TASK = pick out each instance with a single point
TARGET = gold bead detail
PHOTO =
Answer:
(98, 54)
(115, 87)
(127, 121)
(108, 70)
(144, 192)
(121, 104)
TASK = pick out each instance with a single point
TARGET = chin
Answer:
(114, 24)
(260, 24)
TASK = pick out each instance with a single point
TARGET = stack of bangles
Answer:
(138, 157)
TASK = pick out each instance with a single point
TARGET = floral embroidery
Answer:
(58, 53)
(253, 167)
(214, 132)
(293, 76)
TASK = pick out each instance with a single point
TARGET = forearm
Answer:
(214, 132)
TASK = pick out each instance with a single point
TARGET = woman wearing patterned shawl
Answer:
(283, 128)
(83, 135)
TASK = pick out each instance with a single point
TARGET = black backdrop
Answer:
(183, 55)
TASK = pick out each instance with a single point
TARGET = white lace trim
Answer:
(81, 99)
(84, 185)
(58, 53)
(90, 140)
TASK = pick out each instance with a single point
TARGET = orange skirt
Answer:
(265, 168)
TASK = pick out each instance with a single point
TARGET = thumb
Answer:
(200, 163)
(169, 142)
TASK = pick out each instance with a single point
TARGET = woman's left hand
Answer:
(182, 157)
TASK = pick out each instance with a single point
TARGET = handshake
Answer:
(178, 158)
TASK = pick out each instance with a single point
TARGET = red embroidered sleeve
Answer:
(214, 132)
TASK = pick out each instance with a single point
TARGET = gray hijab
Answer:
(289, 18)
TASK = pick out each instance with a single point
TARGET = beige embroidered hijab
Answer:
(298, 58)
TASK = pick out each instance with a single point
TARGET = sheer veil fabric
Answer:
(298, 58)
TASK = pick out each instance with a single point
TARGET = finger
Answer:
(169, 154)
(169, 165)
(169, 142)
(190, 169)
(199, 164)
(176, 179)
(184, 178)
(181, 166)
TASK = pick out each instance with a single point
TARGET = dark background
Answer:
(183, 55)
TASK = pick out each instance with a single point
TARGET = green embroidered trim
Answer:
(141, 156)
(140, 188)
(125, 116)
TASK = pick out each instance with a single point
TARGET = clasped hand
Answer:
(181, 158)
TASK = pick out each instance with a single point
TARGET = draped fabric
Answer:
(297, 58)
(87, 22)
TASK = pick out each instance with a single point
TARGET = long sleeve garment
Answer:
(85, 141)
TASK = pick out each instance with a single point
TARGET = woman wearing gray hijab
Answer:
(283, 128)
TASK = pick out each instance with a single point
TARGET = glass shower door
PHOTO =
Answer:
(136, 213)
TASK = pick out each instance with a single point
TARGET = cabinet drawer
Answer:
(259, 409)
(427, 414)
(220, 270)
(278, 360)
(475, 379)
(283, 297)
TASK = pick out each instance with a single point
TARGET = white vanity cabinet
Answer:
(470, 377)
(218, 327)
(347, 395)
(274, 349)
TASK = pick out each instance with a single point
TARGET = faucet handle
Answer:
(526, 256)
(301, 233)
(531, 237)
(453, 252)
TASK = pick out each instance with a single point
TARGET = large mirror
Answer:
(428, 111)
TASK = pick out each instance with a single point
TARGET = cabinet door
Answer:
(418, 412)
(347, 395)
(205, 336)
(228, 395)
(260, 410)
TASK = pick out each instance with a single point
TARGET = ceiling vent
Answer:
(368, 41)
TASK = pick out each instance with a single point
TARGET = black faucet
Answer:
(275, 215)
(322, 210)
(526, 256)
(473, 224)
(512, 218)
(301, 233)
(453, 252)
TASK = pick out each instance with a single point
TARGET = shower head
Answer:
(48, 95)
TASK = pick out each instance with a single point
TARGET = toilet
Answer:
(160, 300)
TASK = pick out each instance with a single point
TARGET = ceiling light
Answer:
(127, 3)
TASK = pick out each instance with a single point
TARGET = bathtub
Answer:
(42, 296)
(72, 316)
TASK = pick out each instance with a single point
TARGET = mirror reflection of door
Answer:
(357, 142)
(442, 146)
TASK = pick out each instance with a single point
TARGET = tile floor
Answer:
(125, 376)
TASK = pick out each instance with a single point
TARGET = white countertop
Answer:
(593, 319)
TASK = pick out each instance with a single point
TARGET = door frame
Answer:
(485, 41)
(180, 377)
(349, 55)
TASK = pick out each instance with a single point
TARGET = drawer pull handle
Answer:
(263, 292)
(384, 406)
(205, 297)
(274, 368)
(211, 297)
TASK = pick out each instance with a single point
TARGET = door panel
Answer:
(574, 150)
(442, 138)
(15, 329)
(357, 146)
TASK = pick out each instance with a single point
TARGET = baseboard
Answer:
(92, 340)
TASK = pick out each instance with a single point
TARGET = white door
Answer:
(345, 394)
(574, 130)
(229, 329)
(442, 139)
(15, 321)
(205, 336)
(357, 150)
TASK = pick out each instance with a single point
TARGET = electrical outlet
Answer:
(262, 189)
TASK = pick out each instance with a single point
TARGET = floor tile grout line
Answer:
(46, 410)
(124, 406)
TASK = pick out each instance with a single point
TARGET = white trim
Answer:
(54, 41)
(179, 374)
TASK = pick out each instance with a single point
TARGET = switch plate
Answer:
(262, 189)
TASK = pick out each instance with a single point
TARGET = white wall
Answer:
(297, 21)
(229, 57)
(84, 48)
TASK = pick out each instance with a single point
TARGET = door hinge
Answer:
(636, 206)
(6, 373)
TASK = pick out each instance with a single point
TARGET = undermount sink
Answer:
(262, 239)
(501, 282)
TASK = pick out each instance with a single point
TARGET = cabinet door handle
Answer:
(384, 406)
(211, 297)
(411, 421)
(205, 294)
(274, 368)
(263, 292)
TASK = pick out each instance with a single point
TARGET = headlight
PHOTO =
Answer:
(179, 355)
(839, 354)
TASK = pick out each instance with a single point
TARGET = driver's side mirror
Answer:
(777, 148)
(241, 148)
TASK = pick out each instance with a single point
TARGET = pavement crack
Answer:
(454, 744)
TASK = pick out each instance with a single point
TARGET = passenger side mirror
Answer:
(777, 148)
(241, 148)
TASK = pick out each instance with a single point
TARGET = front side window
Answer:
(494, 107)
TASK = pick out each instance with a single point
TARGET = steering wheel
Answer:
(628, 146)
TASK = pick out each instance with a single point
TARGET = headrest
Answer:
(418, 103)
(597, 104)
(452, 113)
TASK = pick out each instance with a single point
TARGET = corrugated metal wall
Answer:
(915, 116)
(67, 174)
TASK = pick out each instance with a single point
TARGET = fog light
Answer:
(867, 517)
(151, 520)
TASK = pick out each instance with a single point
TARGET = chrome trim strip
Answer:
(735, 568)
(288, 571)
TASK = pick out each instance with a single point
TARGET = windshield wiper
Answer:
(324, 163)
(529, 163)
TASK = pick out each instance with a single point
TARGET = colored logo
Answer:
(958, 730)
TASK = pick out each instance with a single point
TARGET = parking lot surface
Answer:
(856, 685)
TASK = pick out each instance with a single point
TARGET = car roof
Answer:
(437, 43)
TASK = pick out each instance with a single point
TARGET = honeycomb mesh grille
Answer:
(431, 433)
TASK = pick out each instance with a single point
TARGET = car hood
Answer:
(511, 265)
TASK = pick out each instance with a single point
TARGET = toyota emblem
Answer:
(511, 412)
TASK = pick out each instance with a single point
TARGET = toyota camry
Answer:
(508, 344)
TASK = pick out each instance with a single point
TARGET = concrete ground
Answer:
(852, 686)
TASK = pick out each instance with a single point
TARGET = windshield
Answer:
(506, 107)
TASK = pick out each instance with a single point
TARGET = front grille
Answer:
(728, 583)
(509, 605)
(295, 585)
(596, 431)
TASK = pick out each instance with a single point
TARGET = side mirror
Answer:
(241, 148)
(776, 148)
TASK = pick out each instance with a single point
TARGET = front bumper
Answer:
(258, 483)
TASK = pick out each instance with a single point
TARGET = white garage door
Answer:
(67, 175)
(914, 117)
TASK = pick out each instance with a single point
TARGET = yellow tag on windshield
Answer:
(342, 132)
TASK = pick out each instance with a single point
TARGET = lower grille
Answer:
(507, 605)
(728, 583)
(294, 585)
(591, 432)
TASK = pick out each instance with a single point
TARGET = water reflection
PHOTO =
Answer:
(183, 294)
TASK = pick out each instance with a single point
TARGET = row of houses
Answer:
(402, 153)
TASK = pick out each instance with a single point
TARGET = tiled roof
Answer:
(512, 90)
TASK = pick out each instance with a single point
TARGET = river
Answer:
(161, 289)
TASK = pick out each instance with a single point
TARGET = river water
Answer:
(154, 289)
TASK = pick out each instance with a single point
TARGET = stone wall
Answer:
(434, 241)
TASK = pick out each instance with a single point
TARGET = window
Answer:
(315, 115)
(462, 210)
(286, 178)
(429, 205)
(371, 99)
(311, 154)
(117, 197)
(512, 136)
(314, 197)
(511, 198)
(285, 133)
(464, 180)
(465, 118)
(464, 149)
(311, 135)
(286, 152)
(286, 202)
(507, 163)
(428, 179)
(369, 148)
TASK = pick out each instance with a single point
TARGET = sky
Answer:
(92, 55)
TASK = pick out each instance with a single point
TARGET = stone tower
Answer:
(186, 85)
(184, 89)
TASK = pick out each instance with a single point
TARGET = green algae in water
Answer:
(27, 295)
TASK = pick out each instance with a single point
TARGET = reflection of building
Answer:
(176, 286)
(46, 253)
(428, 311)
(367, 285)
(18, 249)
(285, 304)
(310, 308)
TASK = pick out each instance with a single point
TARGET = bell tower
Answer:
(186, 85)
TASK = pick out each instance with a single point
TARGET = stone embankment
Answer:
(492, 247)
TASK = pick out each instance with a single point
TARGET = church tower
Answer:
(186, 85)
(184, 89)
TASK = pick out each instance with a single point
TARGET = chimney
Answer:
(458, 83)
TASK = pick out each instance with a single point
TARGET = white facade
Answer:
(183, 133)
· · · · ·
Go through the listing above and return each line that includes the word "wearing".

TARGET = woman wearing patterned shawl
TARGET = woman wearing gray hijab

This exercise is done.